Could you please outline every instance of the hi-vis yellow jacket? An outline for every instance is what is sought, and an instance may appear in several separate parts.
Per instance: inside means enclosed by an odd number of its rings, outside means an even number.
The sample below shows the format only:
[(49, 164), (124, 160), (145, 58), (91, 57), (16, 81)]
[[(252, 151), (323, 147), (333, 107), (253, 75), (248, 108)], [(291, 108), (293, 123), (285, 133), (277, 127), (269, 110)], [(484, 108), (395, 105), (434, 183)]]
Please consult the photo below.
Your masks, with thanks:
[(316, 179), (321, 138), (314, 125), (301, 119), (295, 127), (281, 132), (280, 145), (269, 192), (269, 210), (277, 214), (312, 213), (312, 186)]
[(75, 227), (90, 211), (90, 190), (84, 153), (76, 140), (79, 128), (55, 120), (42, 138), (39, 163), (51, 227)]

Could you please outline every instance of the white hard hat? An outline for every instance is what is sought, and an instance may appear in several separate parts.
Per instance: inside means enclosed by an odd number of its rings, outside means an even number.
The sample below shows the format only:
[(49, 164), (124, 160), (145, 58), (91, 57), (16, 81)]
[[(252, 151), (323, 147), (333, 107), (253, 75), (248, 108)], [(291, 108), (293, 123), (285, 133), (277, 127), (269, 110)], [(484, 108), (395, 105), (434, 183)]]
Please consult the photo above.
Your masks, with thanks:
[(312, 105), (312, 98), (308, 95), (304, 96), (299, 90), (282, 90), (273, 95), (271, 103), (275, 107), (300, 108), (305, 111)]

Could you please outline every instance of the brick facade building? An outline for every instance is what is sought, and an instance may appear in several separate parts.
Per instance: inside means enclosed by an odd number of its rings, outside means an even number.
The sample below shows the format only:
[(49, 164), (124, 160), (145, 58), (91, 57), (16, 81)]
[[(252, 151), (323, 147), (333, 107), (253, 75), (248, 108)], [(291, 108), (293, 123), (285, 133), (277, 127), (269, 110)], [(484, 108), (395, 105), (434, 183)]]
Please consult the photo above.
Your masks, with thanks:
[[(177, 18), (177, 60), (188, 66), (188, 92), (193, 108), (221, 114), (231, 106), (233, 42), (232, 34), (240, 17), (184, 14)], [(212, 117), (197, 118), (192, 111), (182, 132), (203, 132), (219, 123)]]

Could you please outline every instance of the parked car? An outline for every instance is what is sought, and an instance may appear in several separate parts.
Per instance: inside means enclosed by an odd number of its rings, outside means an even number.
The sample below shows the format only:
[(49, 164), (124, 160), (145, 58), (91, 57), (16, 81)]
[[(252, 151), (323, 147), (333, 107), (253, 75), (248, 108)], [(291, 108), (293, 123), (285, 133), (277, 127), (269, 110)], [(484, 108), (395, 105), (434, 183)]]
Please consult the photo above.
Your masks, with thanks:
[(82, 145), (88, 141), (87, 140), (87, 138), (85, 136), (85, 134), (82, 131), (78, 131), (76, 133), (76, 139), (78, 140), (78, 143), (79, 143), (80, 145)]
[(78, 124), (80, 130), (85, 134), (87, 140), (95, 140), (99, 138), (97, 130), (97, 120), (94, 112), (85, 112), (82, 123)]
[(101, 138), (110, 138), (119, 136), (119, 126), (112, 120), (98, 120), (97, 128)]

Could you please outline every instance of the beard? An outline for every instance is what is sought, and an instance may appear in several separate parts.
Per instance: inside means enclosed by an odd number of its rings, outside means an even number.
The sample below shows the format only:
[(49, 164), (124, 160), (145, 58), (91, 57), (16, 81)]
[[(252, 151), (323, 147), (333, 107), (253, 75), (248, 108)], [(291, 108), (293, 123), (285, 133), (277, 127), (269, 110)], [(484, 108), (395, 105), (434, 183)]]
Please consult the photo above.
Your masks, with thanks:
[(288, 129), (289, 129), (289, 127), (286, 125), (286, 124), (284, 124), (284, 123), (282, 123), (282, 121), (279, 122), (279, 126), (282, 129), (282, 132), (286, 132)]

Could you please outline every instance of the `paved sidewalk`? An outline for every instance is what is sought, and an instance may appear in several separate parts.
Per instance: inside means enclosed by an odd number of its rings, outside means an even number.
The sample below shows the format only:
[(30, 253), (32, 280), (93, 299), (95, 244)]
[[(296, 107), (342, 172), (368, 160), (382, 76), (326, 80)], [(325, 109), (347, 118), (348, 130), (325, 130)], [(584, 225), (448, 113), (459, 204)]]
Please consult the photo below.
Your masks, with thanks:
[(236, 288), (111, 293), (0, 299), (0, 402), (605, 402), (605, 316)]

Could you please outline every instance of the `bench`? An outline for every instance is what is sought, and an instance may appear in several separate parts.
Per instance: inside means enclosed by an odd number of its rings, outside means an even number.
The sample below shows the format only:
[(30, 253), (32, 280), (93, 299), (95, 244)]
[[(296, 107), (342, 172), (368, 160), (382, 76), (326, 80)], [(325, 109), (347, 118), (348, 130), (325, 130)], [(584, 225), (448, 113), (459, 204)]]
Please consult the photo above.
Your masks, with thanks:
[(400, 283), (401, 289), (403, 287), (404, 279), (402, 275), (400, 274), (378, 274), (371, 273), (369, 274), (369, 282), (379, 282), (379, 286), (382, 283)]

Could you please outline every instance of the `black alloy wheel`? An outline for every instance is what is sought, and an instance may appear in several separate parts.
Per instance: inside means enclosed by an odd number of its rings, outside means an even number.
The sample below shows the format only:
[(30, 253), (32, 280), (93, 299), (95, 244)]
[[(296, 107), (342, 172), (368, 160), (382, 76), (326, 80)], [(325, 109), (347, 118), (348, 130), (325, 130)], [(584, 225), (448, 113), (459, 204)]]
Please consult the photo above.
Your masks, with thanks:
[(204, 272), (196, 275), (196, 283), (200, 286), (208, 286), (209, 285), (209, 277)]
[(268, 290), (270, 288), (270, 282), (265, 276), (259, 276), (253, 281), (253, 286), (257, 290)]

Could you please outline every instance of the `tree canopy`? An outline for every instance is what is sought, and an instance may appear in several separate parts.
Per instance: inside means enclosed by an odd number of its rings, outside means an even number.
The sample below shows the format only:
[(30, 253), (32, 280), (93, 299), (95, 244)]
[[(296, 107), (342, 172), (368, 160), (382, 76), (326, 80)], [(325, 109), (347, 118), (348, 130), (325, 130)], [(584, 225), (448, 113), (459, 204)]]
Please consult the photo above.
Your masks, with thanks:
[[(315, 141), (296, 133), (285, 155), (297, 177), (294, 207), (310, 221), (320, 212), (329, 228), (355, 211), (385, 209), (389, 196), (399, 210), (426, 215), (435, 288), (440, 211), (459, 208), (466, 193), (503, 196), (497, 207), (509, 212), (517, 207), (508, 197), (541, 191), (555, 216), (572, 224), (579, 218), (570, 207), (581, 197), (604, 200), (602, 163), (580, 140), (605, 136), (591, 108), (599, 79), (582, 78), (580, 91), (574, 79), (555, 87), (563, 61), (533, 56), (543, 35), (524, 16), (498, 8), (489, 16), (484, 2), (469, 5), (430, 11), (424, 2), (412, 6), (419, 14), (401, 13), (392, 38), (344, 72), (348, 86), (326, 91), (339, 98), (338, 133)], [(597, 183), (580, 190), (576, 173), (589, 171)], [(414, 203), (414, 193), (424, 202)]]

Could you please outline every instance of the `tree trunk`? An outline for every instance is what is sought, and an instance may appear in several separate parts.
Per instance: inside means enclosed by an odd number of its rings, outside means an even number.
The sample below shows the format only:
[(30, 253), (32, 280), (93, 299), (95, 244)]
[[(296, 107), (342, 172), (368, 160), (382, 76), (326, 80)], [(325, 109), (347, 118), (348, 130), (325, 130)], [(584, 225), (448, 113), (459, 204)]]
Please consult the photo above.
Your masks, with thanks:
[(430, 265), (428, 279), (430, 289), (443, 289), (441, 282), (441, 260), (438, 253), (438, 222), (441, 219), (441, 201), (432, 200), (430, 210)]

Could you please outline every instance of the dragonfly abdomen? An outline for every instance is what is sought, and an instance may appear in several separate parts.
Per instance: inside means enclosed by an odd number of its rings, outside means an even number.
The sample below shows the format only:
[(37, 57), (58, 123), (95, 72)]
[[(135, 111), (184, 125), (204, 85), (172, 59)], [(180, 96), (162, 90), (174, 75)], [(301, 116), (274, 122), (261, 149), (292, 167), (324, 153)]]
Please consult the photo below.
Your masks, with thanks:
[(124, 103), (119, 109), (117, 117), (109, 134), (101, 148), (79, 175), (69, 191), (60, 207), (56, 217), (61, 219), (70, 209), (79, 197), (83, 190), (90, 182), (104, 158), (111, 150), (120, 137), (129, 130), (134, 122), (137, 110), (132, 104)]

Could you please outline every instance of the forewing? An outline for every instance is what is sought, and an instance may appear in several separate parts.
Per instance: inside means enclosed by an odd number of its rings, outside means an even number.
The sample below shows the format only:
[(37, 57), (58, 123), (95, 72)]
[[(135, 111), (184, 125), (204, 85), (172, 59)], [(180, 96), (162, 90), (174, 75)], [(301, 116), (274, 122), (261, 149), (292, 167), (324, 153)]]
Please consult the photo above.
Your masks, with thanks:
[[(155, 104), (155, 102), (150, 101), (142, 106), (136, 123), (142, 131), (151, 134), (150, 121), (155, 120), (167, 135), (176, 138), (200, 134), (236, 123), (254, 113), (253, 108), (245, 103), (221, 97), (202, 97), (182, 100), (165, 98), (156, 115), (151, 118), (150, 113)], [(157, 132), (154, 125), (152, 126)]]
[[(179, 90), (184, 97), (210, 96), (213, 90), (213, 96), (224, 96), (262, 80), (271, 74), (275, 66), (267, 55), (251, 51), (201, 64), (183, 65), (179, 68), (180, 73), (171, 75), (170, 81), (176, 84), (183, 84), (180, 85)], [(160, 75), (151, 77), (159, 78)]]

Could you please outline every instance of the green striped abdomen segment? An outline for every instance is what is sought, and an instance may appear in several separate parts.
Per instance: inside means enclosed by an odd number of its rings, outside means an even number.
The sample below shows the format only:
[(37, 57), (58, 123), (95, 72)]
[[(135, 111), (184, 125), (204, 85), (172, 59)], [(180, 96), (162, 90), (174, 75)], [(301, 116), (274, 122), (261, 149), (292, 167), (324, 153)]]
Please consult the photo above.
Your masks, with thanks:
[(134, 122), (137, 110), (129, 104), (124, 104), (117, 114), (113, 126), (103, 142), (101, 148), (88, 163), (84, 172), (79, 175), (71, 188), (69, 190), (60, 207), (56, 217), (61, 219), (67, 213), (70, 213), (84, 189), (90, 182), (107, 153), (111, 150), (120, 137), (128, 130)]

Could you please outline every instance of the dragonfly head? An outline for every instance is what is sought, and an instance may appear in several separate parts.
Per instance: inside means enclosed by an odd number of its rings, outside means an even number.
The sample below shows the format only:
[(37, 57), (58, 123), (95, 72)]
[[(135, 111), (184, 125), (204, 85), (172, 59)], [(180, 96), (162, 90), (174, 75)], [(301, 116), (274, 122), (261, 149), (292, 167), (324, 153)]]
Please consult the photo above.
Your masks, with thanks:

========

Directions ->
Begin with the line that contains "Could you please outline every instance of the dragonfly head?" and set down each line exactly until the records above end, including the final line.

Result of this exercise ->
Could you please outline every instance of the dragonfly head? An outline for every instance is what is sought, and an instance may appear in several separate parts.
Per instance: inside means enclosed by an odd number of its rings, outside means an even number.
The sample below shows the format only:
[(37, 57), (58, 123), (95, 72)]
[[(135, 111), (184, 125), (204, 85), (172, 59)], [(180, 96), (162, 90), (174, 75)], [(301, 116), (274, 122), (261, 149), (292, 167), (324, 153)]]
Please consult the photo above.
Your masks, with thanks:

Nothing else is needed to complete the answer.